• Written task: Write out each item below word for word, leaving out the pictures.

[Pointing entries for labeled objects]
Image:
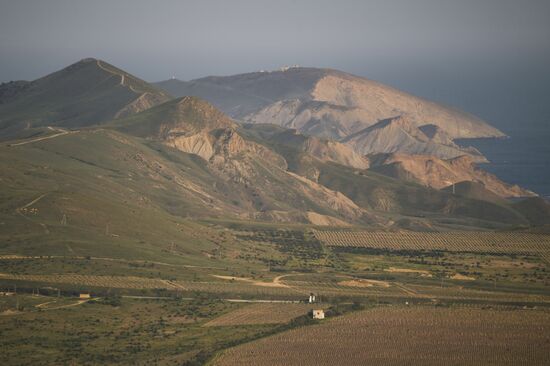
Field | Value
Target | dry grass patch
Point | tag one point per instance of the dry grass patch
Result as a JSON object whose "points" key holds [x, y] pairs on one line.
{"points": [[407, 336], [262, 314]]}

• In response:
Image:
Field | Value
Target | dry grass patch
Point | tag one point per instance of the dry grass patch
Result as a JSON object whose "points" key holds [x, y] pairs on one line.
{"points": [[407, 336], [262, 314]]}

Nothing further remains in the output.